Lesetext:
------------------------------------

Osnabrück/Kiel (taz/dpa) – Basilius Streithofen, Dominikanerpater und einstiger „geistiger“ Berater von Bundeskanzler Helmut Kohl, muß damit rechnen, nun doch vor Gericht gestellt zu werden. Die Staatsanwaltschaft Osnabrück erhob gestern Anklage wegen Beleidigung. Den Anlaß für diese Klage hatte Streithofen im Oktober 1992 gegeben. In einer CDU-Veranstaltung in Meppen hatte der Pater gesagt, Juden und Polen seien die „die größten Ausbeuter des deutschen Steuerzahlers“. Dies trug Streithofen zunächst eine Anzeige wegen Volksverhetzung vom Landesverband der Jüdischen Gemeinden in Niedersachsen sowie eines Kriminalbeamten ein. Allerdings hatte die Staatsanwaltschaft im Juli vergangenen Jahres das Verfahren eingestellt. Damals erkannte die Staatsanwaltschaft Osnabrück, „eine strafbare Volksverhetzung“ liege nur dann vor, wenn sie gegen „Teile der Bevölkerung“ gerichtet sei, und damit meine der Gesetzgeber eindeutig nur den „inländischen Teil der Bevölkerung“. Gegen diese arische Begründung der Verfahrenseinstellung hatte der Landesverband der Jüdischen Gemeinden Beschwerde eingelegt. Die Generalstaatsanwaltschaft war gestern der Meinung, die Menschenwürde der von Streithofen Angegriffenen sei „nicht betroffen“ und ließ die Anklage wegen Volksverhetzung fallen.

------------------------------------

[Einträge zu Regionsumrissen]
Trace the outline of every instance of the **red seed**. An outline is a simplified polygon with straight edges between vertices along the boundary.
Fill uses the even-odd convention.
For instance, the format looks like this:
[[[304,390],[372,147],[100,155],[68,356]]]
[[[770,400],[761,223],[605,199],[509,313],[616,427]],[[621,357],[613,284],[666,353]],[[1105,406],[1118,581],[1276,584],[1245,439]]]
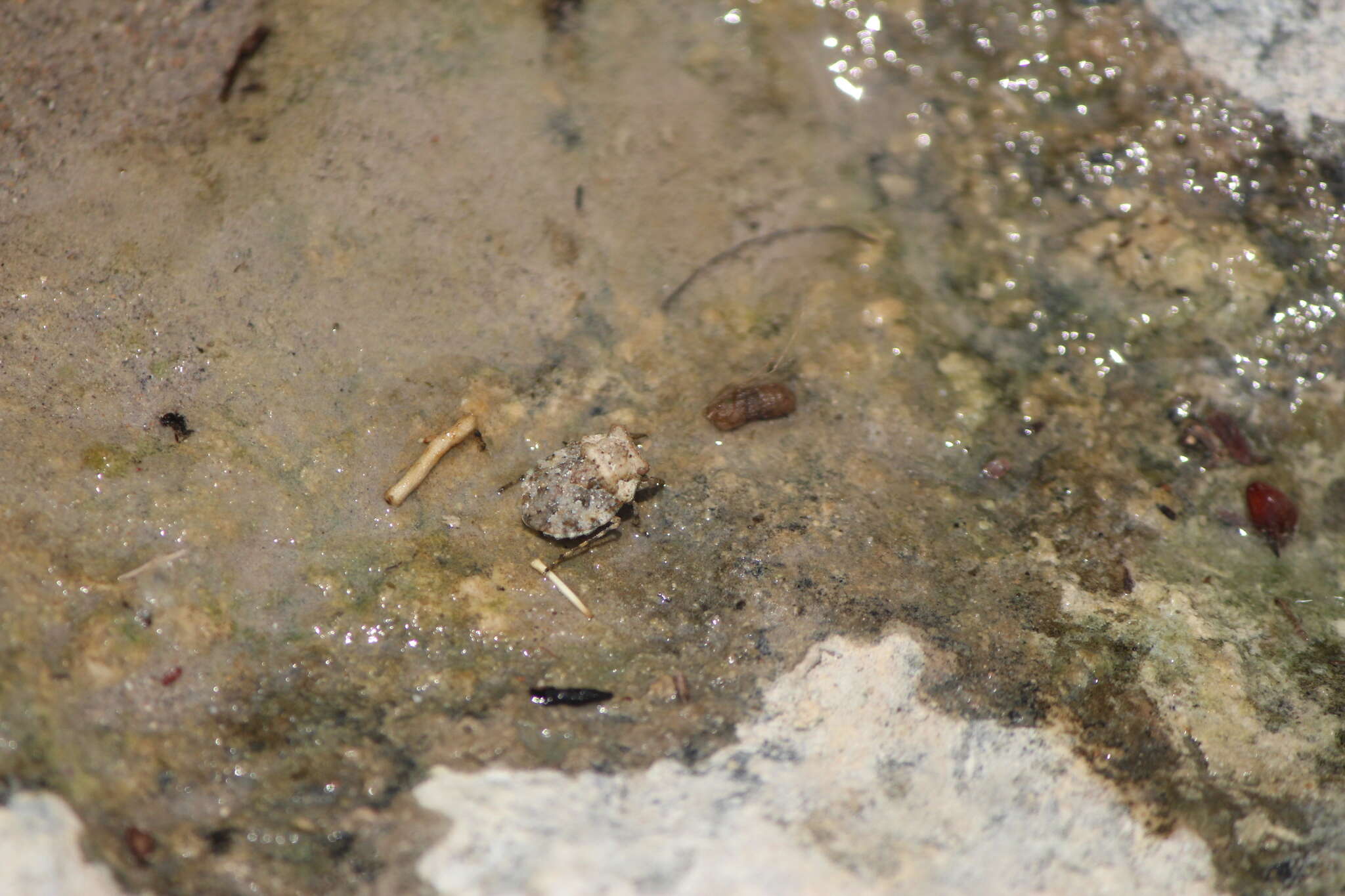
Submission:
[[[1287,494],[1264,482],[1252,482],[1247,486],[1247,516],[1252,519],[1252,525],[1270,544],[1275,556],[1279,556],[1279,549],[1298,528],[1298,508]]]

------------------------------------

Gib den Bericht über die Anklage gegen Basilius Streithofen vollständig und wortgetreu wieder. Die Datensätze spielen hierfür keine Rolle.

Lösung der Aufgabe:
Osnabrück/Kiel (taz/dpa) – Basilius Streithofen, Dominikanerpater und einstiger „geistiger“ Berater von Bundeskanzler Helmut Kohl, muß damit rechnen, nun doch vor Gericht gestellt zu werden. Die Staatsanwaltschaft Osnabrück erhob gestern Anklage wegen Beleidigung. Den Anlaß für diese Klage hatte Streithofen im Oktober 1992 gegeben. In einer CDU-Veranstaltung in Meppen hatte der Pater gesagt, Juden und Polen seien die „die größten Ausbeuter des deutschen Steuerzahlers“. Dies trug Streithofen zunächst eine Anzeige wegen Volksverhetzung vom Landesverband der Jüdischen Gemeinden in Niedersachsen sowie eines Kriminalbeamten ein. Allerdings hatte die Staatsanwaltschaft im Juli vergangenen Jahres das Verfahren eingestellt. Damals erkannte die Staatsanwaltschaft Osnabrück, „eine strafbare Volksverhetzung“ liege nur dann vor, wenn sie gegen „Teile der Bevölkerung“ gerichtet sei, und damit meine der Gesetzgeber eindeutig nur den „inländischen Teil der Bevölkerung“. Gegen diese arische Begründung der Verfahrenseinstellung hatte der Landesverband der Jüdischen Gemeinden Beschwerde eingelegt. Die Generalstaatsanwaltschaft war gestern der Meinung, die Menschenwürde der von Streithofen Angegriffenen sei „nicht betroffen“ und ließ die Anklage wegen Volksverhetzung fallen.